Records excerpted from a collection
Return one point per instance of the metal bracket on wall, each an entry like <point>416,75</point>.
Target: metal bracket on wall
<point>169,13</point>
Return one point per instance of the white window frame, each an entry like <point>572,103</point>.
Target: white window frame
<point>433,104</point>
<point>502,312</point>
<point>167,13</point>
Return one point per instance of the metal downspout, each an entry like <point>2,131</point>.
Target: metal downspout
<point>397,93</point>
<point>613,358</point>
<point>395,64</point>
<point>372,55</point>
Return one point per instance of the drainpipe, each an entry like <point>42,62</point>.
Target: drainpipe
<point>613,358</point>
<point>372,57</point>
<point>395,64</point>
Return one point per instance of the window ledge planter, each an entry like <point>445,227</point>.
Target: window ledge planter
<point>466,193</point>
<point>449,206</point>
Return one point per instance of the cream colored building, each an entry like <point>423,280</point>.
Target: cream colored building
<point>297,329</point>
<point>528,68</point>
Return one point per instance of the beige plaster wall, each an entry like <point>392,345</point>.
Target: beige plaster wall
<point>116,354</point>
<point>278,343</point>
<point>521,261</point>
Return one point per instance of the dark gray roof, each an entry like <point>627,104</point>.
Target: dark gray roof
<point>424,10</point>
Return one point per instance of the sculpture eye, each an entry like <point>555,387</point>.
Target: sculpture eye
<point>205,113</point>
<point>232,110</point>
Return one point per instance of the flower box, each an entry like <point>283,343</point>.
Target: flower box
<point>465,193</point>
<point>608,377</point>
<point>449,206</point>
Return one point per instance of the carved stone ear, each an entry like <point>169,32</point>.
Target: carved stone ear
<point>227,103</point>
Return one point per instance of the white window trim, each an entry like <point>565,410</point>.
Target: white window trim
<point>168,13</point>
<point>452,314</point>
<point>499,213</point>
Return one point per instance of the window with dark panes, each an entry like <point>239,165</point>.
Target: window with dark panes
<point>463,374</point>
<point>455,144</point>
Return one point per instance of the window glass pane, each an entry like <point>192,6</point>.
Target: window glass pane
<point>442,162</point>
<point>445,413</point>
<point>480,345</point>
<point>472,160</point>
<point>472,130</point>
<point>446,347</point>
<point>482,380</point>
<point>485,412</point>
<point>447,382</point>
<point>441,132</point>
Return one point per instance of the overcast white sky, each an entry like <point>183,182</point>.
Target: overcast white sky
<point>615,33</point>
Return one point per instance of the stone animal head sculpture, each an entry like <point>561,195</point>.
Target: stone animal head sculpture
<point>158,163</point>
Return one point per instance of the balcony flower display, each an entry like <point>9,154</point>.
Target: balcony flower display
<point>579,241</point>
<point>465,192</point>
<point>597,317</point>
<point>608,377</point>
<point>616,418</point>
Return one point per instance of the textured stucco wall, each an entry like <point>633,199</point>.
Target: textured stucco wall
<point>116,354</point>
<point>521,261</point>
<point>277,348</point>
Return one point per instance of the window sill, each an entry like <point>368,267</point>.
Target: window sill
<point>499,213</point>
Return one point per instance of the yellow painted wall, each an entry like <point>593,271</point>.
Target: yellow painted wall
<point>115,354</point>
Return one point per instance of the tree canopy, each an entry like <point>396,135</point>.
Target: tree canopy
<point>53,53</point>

Aim of the task: Recast all of the records above as a numbered list, leaving out any blank lines.

Completed exercise:
1. Return one point per instance of the metal bracket on wall, each an entry like <point>416,75</point>.
2. Target: metal bracket on wall
3. <point>169,13</point>
4. Return one point per instance of the white window frame, each an entry like <point>572,103</point>.
5. Target: white window frame
6. <point>433,104</point>
7. <point>502,312</point>
8. <point>167,13</point>
9. Return one point per instance of the metal downspout, each an entry like <point>2,131</point>.
10. Target: metal downspout
11. <point>397,93</point>
12. <point>613,358</point>
13. <point>395,64</point>
14. <point>372,55</point>
15. Return one point per instance of the drainpipe, each an entry like <point>42,62</point>.
16. Target: drainpipe
17. <point>613,358</point>
18. <point>372,57</point>
19. <point>395,64</point>
20. Return one point per instance of the window ledge planter, each an entry like <point>445,227</point>.
21. Target: window ledge planter
22. <point>466,193</point>
23. <point>449,206</point>
24. Return one point per instance of the cream colored building, each an entry like <point>423,280</point>.
25. Target: cream colored building
26. <point>297,329</point>
27. <point>528,68</point>
28. Return one point per instance of the beige plaster wall, each an entry like <point>392,345</point>.
29. Target: beige plaster wall
30. <point>116,354</point>
31. <point>278,343</point>
32. <point>521,261</point>
33. Return one point per instance of the dark gray roof, each an entry like <point>627,104</point>.
34. Target: dark gray roof
35. <point>424,10</point>
36. Return one point per instance of the sculpture eye, each an entry like <point>555,387</point>.
37. Target: sculpture eye
38. <point>205,113</point>
39. <point>232,110</point>
40. Return one point per instance of the flower box, each an entry like <point>283,343</point>.
41. Target: flower box
42. <point>465,193</point>
43. <point>608,377</point>
44. <point>449,206</point>
45. Return one point per instance of the carved stone ear, each an entry like <point>169,32</point>.
46. Target: carved stone ear
47. <point>227,103</point>
48. Return one point per instance of the white window trim, each an entry like <point>565,410</point>.
49. Target: white window trim
50. <point>168,13</point>
51. <point>452,314</point>
52. <point>499,213</point>
53. Return one point per instance of the window with dark panes, each an entry like <point>239,165</point>.
54. Target: window with dark panes
55. <point>463,374</point>
56. <point>455,144</point>
57. Return one point per instance of the window glass pane, each an entry like <point>192,6</point>.
58. Target: window glass pane
59. <point>442,162</point>
60. <point>445,413</point>
61. <point>480,345</point>
62. <point>472,160</point>
63. <point>472,130</point>
64. <point>446,347</point>
65. <point>482,380</point>
66. <point>485,412</point>
67. <point>447,382</point>
68. <point>441,132</point>
69. Return one point per instance of the overcast white sky, each an entry like <point>183,182</point>.
70. Target: overcast white sky
71. <point>615,33</point>
72. Return one point per instance of the stone animal head sculpture, each an entry like <point>561,195</point>.
73. Target: stone animal head sculpture
74. <point>158,163</point>
75. Return one point per instance of the balcony flower display, each an entry like <point>9,154</point>.
76. Target: balcony flower display
77. <point>579,241</point>
78. <point>465,192</point>
79. <point>597,317</point>
80. <point>608,377</point>
81. <point>616,418</point>
82. Return one point per instance of the textured stucco wall, each an entry like <point>633,199</point>.
83. Target: textured stucco wall
84. <point>116,354</point>
85. <point>521,261</point>
86. <point>277,348</point>
87. Return one point per instance of the window sill, each an entry like <point>368,267</point>.
88. Target: window sill
89. <point>499,213</point>
90. Return one point per instance of the yellow painted wall, each an entry like <point>593,271</point>.
91. Target: yellow painted wall
92. <point>115,354</point>
93. Return one point per instance of the tree canopy, each an entry like <point>396,135</point>.
94. Target: tree canopy
95. <point>53,53</point>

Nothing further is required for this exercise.